> **Data shown**
※ ※ ※
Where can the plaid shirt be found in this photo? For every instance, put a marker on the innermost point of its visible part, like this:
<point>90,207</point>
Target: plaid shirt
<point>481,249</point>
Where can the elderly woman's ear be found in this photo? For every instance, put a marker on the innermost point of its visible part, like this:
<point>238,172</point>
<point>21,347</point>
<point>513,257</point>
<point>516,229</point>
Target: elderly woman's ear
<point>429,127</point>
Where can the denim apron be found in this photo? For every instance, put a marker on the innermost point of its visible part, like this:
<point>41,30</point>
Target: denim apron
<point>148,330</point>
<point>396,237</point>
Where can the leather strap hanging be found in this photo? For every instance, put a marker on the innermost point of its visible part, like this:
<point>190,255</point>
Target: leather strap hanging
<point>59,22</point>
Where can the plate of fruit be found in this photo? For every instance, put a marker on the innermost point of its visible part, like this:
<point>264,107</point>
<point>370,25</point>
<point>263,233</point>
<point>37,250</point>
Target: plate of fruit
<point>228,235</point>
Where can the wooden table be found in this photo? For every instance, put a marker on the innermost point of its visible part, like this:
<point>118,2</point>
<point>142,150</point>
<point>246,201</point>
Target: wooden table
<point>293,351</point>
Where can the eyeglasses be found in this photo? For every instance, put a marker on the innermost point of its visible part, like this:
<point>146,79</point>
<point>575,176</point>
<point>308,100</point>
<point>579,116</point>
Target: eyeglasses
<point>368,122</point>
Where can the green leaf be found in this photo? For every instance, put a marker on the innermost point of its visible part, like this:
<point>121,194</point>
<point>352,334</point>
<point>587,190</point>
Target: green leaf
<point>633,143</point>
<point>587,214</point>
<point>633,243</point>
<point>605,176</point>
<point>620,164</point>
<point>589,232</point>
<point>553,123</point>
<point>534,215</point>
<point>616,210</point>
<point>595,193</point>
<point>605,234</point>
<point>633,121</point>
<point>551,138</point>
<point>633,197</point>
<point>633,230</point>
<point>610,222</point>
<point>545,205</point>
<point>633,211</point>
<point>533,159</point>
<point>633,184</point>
※ ※ ※
> **Action item**
Repeat the entries. Keep each one exactly as written.

> **Your response**
Where can the plaid shirt be found in this photo? For every instance, put a marker on the innermost point of its visible part, like this:
<point>90,207</point>
Target: plaid shirt
<point>481,249</point>
Where can the elderly woman's ear be found in this photo? For every instance, put a marker on the innermost point of its visible part, like this:
<point>238,172</point>
<point>21,347</point>
<point>513,257</point>
<point>516,229</point>
Target: elderly woman's ear
<point>429,127</point>
Where can the denim apron be found in this photo? For every instance, put a marker on the innermost point of its visible part, like this:
<point>41,30</point>
Target: denim apron
<point>148,330</point>
<point>396,237</point>
Where can the leather strap hanging be found in this photo? For every instance, put a marker on the innermost point of its visible part, like this:
<point>190,255</point>
Target: leather strap hanging
<point>59,22</point>
Where can the plate of fruit be found in this photo? For every instance, put a marker on the innermost point of its visible part, like this:
<point>264,107</point>
<point>370,25</point>
<point>263,233</point>
<point>37,250</point>
Target: plate of fruit
<point>228,235</point>
Where can the wooden table be found in this photo? For every instance, put a marker on the innermost point of its visible part, like this:
<point>118,2</point>
<point>142,150</point>
<point>246,201</point>
Target: wooden table
<point>293,351</point>
Where can the eyeglasses be found in this photo? For every instance, put a marker on the innermost point of its visible part, like this:
<point>146,79</point>
<point>575,176</point>
<point>308,100</point>
<point>579,116</point>
Target: eyeglasses
<point>368,122</point>
Where can the green leaf be found in this photo? For every instance, put a marker on the innermost point of its visible part, like this:
<point>121,194</point>
<point>352,334</point>
<point>587,190</point>
Target: green leaf
<point>633,143</point>
<point>587,214</point>
<point>633,243</point>
<point>605,176</point>
<point>620,164</point>
<point>589,232</point>
<point>553,123</point>
<point>534,215</point>
<point>616,210</point>
<point>595,193</point>
<point>605,234</point>
<point>633,121</point>
<point>551,138</point>
<point>633,197</point>
<point>633,230</point>
<point>610,222</point>
<point>545,205</point>
<point>633,211</point>
<point>533,159</point>
<point>633,184</point>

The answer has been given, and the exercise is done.